DATA FOR ANALYSIS section start

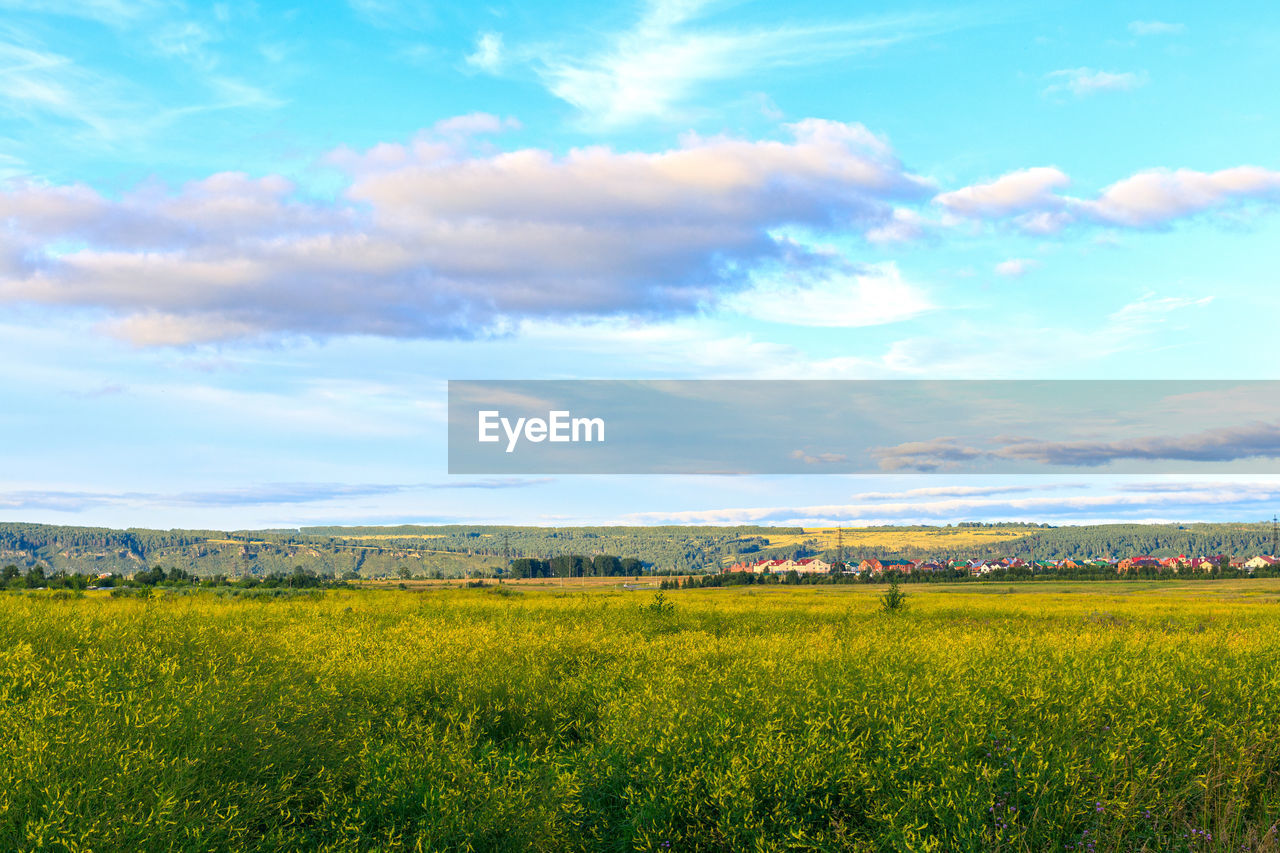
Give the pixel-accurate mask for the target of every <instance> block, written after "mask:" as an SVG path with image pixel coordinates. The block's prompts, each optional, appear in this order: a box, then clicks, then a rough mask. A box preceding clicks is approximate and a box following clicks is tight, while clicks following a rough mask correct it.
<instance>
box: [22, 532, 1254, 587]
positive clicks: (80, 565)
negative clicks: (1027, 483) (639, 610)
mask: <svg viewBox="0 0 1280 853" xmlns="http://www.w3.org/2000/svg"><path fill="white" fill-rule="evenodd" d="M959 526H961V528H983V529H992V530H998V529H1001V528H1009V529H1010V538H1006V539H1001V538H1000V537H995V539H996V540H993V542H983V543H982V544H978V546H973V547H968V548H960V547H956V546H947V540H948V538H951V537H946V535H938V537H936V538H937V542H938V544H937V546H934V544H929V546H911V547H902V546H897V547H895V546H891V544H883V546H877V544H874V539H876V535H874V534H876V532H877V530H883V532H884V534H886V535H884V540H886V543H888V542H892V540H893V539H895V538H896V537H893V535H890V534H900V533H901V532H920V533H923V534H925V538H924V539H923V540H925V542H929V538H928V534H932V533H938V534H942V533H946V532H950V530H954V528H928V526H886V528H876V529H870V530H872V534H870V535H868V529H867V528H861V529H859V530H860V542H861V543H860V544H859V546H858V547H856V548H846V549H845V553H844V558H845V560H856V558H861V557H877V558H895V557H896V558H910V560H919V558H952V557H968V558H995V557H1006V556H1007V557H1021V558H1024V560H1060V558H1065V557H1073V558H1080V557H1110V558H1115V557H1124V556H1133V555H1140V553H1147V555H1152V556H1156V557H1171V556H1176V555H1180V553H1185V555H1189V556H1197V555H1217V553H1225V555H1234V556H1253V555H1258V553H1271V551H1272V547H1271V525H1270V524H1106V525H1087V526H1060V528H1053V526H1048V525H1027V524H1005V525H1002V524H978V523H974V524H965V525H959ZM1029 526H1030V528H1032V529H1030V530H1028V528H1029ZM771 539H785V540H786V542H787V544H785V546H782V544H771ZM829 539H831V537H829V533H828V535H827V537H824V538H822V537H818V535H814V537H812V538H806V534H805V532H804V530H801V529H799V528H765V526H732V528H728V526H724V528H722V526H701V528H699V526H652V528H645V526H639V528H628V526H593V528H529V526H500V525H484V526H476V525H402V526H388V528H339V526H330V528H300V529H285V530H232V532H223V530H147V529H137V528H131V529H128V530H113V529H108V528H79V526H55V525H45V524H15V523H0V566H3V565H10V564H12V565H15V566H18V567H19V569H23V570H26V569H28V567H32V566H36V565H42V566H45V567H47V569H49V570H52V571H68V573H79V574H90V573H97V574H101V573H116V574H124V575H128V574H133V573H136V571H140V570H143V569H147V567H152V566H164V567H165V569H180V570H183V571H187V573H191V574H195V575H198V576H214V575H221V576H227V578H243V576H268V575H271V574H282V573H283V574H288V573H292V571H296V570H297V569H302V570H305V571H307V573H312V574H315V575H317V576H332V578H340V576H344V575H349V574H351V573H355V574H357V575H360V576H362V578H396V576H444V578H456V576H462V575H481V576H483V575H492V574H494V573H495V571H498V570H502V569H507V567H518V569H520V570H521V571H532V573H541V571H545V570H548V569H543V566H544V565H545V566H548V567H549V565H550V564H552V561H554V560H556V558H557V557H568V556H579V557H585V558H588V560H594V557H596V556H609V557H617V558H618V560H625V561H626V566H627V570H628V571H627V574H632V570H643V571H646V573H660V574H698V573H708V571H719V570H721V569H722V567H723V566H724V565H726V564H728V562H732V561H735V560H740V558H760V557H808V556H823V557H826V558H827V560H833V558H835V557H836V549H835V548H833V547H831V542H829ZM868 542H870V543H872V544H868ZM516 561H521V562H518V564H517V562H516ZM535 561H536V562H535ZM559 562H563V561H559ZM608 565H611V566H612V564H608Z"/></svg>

DATA FOR ANALYSIS section end

== PROBLEM DESCRIPTION ==
Render the lines of the records above as a numbered list, omitting any blank lines and leaving out the pictures.

== SOLUTION TO THIS EXERCISE ==
1. Give the pixel-accurate mask for the target of every <instance> block, written after "mask:" as an SVG path with image pixel coordinates. The block's prompts, each optional, appear in this order: a box, then clicks, then a rough mask. A box preceding clicks is approximate and a box following clicks is tight, while clicks following a rough mask correct it.
2. <instance>
3. box: [22, 532, 1254, 587]
4. positive clicks: (80, 565)
5. negative clicks: (1027, 483) (639, 610)
6. mask: <svg viewBox="0 0 1280 853" xmlns="http://www.w3.org/2000/svg"><path fill="white" fill-rule="evenodd" d="M959 526H961V528H983V529H992V530H998V529H1001V528H1009V529H1010V538H1006V539H1001V538H1000V537H995V539H996V540H993V542H983V543H982V544H978V546H973V547H968V548H960V547H956V546H947V540H948V538H951V537H946V535H938V537H936V538H937V542H938V544H937V546H934V544H929V546H911V547H902V546H897V547H895V546H891V544H883V546H877V544H874V539H876V535H874V534H876V532H877V530H883V532H884V534H886V535H884V540H886V543H888V542H892V540H893V539H895V538H896V537H893V535H890V534H900V533H901V532H920V533H923V534H925V538H924V539H923V540H925V542H929V538H928V534H932V533H938V534H942V533H946V532H950V530H954V528H928V526H886V528H876V529H870V530H872V534H870V535H868V529H867V528H861V529H859V530H860V542H861V543H860V544H859V546H858V547H856V548H846V549H845V553H844V558H845V560H856V558H861V557H877V558H895V557H896V558H910V560H919V558H952V557H968V558H995V557H1006V556H1007V557H1021V558H1024V560H1060V558H1065V557H1073V558H1080V557H1110V558H1115V557H1124V556H1133V555H1140V553H1147V555H1152V556H1156V557H1171V556H1176V555H1180V553H1185V555H1189V556H1197V555H1217V553H1225V555H1234V556H1253V555H1258V553H1271V551H1272V547H1271V525H1270V524H1106V525H1087V526H1060V528H1053V526H1048V525H1027V524H1005V525H1002V524H978V523H974V524H965V525H959ZM1029 526H1030V528H1032V529H1030V530H1028V528H1029ZM771 539H785V540H786V542H787V544H785V546H782V544H771ZM829 539H831V537H829V533H828V535H827V537H824V538H822V537H818V535H814V537H812V538H806V534H805V532H804V530H801V529H799V528H765V526H732V528H728V526H724V528H722V526H701V528H699V526H652V528H645V526H639V528H628V526H593V528H529V526H500V525H484V526H476V525H402V526H388V528H339V526H330V528H300V529H285V530H232V532H223V530H147V529H137V528H131V529H128V530H113V529H108V528H79V526H55V525H45V524H15V523H0V566H3V565H10V564H12V565H15V566H18V567H19V569H23V570H26V569H28V567H32V566H36V565H42V566H45V567H47V569H49V570H52V571H68V573H79V574H90V573H97V574H101V573H116V574H124V575H128V574H133V573H136V571H140V570H143V569H147V567H152V566H164V567H165V569H180V570H183V571H187V573H191V574H195V575H198V576H214V575H221V576H227V578H243V576H268V575H271V574H282V573H283V574H288V573H292V571H296V570H297V569H302V570H305V571H307V573H312V574H315V575H317V576H332V578H340V576H344V575H349V574H351V573H355V574H357V575H360V576H362V578H396V576H444V578H456V576H462V575H481V576H483V575H492V574H494V573H495V571H498V570H502V569H507V567H518V569H520V570H521V571H532V573H541V571H545V570H548V569H543V566H544V565H545V566H548V567H549V565H550V564H552V561H554V560H556V558H557V557H568V556H579V557H585V558H588V560H594V557H596V556H609V557H617V558H618V560H625V561H626V566H627V570H628V571H627V574H632V570H643V571H646V573H660V574H698V573H708V571H719V570H721V569H722V567H723V566H724V565H726V564H728V562H732V561H735V560H740V558H760V557H808V556H823V557H826V558H827V560H833V558H835V557H836V549H835V548H833V547H831V542H829ZM868 542H870V543H872V544H868ZM516 561H521V562H518V564H517V562H516ZM535 561H536V562H535ZM559 562H563V561H559ZM608 565H611V566H612V564H608Z"/></svg>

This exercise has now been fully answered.